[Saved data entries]

◆ ◆ ◆ ◆ ◆ ◆ ◆

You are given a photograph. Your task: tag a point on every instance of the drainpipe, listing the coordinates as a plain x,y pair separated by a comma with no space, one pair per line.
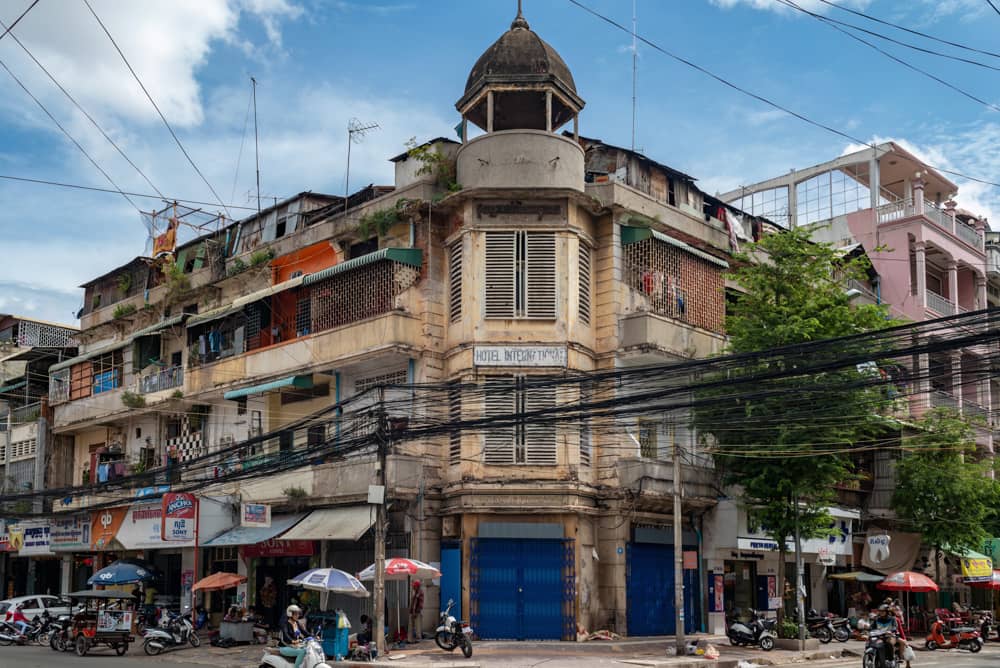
702,582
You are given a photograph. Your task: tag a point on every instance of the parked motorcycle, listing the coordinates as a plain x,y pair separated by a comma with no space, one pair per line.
452,633
314,658
757,631
175,631
942,636
880,651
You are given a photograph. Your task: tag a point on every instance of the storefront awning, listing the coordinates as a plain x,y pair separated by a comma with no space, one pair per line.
291,381
410,256
348,523
634,234
254,535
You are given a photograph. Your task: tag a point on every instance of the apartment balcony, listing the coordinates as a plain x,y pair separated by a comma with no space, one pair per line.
652,480
938,224
158,381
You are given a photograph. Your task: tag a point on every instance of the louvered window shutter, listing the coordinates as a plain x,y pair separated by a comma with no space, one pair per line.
539,432
499,400
584,283
501,252
540,275
455,282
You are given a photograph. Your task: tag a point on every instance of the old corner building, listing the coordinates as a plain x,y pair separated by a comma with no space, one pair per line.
543,253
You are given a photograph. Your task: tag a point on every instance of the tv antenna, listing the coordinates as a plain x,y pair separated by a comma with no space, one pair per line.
356,131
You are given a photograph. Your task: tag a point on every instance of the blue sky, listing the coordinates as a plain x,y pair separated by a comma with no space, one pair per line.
403,64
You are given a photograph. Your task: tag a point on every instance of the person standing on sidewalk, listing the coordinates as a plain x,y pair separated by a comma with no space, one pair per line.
416,607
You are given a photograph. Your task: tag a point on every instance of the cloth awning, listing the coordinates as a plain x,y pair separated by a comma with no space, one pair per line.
632,234
253,535
163,324
290,381
410,256
90,354
348,523
13,386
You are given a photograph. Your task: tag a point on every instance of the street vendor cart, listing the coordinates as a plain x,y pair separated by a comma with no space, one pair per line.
106,618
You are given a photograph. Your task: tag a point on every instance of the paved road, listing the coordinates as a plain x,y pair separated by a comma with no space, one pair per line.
43,657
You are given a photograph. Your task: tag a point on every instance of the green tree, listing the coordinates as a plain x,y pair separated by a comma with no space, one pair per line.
783,442
942,492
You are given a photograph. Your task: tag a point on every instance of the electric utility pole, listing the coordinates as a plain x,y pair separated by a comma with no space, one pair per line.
376,495
678,554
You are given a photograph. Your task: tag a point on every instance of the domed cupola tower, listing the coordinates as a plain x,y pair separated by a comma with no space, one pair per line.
520,92
520,83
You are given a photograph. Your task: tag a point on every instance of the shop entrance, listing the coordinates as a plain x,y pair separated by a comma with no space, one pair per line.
739,581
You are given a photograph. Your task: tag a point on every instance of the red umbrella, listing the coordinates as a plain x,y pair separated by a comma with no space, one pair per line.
907,581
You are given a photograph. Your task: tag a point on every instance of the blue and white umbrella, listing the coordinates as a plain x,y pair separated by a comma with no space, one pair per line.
330,580
124,571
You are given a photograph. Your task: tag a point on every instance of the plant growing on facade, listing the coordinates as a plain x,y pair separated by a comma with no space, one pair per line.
133,400
783,466
938,480
380,221
123,310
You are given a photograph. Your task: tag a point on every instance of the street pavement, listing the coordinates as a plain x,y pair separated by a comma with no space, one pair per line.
625,654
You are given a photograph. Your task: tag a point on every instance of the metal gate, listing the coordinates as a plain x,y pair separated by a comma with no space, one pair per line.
650,591
523,589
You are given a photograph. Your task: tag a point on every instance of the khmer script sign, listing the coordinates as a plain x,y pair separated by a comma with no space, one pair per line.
519,356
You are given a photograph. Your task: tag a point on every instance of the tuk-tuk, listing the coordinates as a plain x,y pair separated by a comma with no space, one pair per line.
106,618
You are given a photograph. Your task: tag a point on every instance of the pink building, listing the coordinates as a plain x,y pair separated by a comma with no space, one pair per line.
929,259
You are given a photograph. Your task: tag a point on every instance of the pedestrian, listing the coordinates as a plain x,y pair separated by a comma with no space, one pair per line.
268,598
416,607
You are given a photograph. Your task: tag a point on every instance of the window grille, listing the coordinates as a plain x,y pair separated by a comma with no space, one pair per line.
584,283
455,282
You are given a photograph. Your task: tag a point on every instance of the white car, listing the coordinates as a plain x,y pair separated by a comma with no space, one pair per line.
33,606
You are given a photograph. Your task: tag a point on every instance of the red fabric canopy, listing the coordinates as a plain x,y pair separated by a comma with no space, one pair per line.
219,581
907,581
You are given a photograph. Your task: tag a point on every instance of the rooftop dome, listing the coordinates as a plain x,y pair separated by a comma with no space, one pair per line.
520,82
519,55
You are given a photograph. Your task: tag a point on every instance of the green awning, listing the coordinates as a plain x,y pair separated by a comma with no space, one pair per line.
13,386
291,381
163,324
410,256
88,355
633,234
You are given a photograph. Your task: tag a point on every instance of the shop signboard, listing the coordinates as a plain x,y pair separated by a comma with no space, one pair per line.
143,526
35,538
179,517
976,569
256,515
70,533
105,524
278,548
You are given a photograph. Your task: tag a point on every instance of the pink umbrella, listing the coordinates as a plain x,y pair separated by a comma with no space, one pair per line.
401,568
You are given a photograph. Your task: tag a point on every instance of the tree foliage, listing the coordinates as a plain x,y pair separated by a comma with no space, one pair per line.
941,491
787,438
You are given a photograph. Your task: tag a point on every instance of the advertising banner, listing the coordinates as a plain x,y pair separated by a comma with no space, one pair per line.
70,533
179,513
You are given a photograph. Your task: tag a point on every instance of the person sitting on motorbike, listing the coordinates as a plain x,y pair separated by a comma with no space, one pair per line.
888,622
292,637
19,620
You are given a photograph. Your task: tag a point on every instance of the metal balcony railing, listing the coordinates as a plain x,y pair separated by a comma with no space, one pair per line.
939,304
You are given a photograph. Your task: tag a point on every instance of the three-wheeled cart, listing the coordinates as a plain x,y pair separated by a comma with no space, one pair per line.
106,618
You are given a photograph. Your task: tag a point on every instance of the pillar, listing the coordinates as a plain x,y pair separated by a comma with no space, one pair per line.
918,196
953,285
919,250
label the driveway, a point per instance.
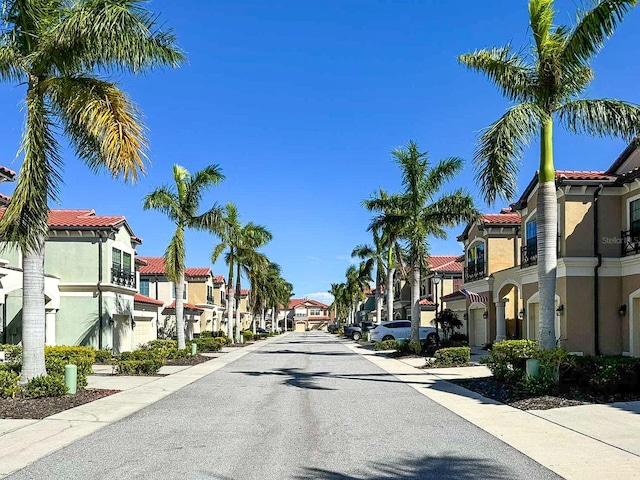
(301, 407)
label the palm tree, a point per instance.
(417, 215)
(54, 49)
(241, 243)
(181, 205)
(549, 84)
(378, 255)
(389, 239)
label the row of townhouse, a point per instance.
(99, 292)
(598, 274)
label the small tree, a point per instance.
(448, 320)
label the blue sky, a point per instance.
(300, 103)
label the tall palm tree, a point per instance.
(378, 255)
(54, 49)
(417, 214)
(240, 242)
(389, 238)
(181, 205)
(547, 85)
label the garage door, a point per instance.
(479, 328)
(144, 331)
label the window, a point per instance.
(634, 218)
(184, 292)
(144, 286)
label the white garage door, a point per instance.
(144, 331)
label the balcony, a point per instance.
(474, 271)
(630, 243)
(123, 278)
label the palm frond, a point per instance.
(164, 200)
(601, 118)
(506, 69)
(592, 29)
(113, 34)
(104, 126)
(25, 220)
(500, 149)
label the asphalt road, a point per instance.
(302, 407)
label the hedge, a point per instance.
(452, 357)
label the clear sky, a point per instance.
(300, 104)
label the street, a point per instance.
(301, 407)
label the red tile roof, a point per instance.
(197, 272)
(501, 218)
(144, 299)
(444, 263)
(294, 302)
(7, 172)
(154, 266)
(186, 306)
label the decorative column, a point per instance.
(50, 327)
(501, 323)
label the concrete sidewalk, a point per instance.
(25, 441)
(583, 442)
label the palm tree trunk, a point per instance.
(547, 223)
(415, 301)
(230, 304)
(238, 300)
(390, 294)
(33, 315)
(180, 312)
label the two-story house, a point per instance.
(199, 297)
(308, 315)
(90, 282)
(443, 277)
(598, 274)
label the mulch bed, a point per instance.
(515, 397)
(37, 408)
(188, 361)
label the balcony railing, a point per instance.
(528, 255)
(474, 271)
(123, 278)
(630, 243)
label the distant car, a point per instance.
(401, 330)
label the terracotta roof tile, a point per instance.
(138, 297)
(444, 263)
(197, 272)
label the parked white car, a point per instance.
(399, 330)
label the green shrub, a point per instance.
(9, 387)
(12, 353)
(247, 335)
(137, 367)
(507, 359)
(146, 362)
(452, 357)
(83, 357)
(407, 347)
(207, 344)
(103, 356)
(386, 345)
(51, 385)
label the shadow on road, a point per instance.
(449, 467)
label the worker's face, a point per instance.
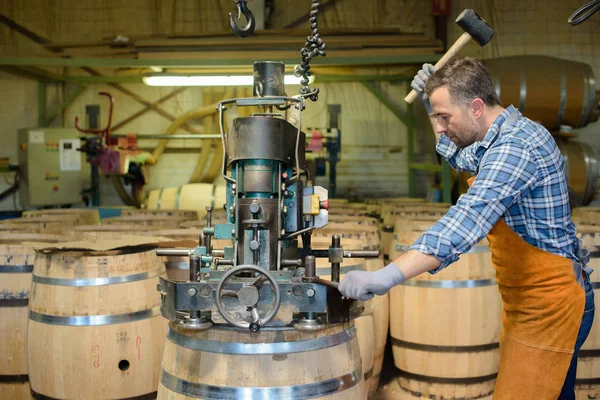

◆ ◆ ◆ ◆ ◆ ◆ ◆

Try it
Give back word for word the lines from the one containing "label the green shrub, a point per instance." through the final line of the data above. Pictures are to be left out.

Response below
label the green shrub, a point per instance.
(9, 387)
(12, 353)
(247, 335)
(137, 367)
(507, 359)
(146, 362)
(452, 357)
(83, 357)
(407, 347)
(207, 344)
(103, 356)
(386, 345)
(51, 385)
label the shadow on road, a point per instance.
(449, 467)
label the worker's face, a point per instance.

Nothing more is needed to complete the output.